--- Trecho ---

As palavras amargas da tia, sempre disposta e brincalhona, deixaram Teresa assustada. A conversa, ao contrário do que tinha esperado, lhe fizera ainda mais intranqüila. Não era isso que teria gostado de ouvir. “Então não existia o amor? Mas até o padre falava dele! E se o desejo do corpo não existisse, por que o padre falava contra essas tentações? Alguma coisa estava errada no que a tia Gema dissera. Mas não conseguia atinar onde estava o erro”.

Depois dessa conversa, sentados à mesa para o café da tarde, pela primeira vez a presença de Mássimo chamaria a atenção de Teresa, que, por sua vez, despertava no rapaz a lembrança de uma moça por quem se interessara quando vivera em Buenos Aires.

 

O anticlericalismo de Roco

Agostinho anunciara que iria se casar, e tudo indicava que o casamento seria seguido de um batizado. O irmão mais velho sempre soubera que teria que deixar a casa do pai, mas não esperava que isso acontecesse tão cedo. Apenas dois anos haviam se passado de seu casamento, e as economias de Ângelo eram ainda insuficientes para comprar sua própria terra.

---

## [Desafios]
1. Quais são todos os nomes próprios que aparecem no trecho?
2. Prolongue o trecho narrativo sobre Teresa e sua família, começando logo depois da última frase.

--- Registros de dados ---

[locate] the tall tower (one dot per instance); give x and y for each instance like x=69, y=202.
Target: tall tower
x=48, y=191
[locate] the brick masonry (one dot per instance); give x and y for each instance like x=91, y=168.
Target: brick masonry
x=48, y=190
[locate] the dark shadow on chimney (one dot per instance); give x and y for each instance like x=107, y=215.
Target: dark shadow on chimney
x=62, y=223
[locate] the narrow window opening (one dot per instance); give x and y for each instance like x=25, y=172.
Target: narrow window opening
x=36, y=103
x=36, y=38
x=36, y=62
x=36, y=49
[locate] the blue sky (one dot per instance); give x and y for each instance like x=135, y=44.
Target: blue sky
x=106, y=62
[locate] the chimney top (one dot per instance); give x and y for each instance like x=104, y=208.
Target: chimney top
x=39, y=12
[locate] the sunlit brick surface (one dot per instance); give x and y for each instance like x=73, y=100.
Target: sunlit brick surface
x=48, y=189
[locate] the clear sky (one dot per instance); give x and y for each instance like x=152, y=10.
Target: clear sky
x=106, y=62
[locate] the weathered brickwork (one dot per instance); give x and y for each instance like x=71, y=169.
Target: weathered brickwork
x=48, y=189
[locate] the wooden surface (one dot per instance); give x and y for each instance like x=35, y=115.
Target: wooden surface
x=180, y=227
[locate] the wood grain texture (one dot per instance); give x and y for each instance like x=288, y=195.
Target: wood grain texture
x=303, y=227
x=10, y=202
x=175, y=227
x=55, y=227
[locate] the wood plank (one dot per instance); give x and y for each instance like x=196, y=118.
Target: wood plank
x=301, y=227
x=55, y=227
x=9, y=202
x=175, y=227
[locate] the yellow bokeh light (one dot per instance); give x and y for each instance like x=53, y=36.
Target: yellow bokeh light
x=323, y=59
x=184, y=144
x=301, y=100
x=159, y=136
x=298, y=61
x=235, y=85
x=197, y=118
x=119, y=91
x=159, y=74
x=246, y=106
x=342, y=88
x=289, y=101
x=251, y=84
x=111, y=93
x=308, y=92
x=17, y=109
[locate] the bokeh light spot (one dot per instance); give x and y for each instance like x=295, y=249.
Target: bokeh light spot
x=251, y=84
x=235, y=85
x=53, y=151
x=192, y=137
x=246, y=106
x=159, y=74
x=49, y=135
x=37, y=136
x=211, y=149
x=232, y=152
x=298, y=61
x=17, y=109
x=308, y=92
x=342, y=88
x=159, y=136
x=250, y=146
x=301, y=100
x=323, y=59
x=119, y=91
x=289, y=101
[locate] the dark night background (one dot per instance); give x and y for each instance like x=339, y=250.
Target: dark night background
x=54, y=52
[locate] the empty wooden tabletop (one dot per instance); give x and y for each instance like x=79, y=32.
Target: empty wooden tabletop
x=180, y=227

---

## [Respostas escritas]
1. Teresa, Gema, Mássimo, Buenos Aires, Roco, Agostinho e Ângelo.

2.
Ao mesmo tempo, não havia mais terras disponíveis naquela região, o que fazia com que muitos novos casais se dirigissem para as colônias novas, perto do Rio Uruguai. Mas Ângelo não estava disposto a encarar o desafio e as dificuldades de desbravar uma nova região, como fizera, em Santa Corona, seu próprio pai. Resolve, então, mudar-se provisoriamente para Caxias, onde se empregaria na construção da estrada de ferro, juntando o que conseguisse ganhar por seu trabalho para o momento em que descobrisse uma colônia a venda nas redondezas.

É assim que ele e Teresa – então grávida – se instalam na pensão de Roco, compadre do padrinho de Ângelo. Lá ficariam até que Teresa fosse levada de volta à casa do pai do marido para aguardar o nascimento da primeira filha, Rosa.

Em uma das tardes em que conversavam, Teresa compreendeu a origem do ódio que Roco mantinha pelos padres: os culpava por terem transformado em beata sua esposa.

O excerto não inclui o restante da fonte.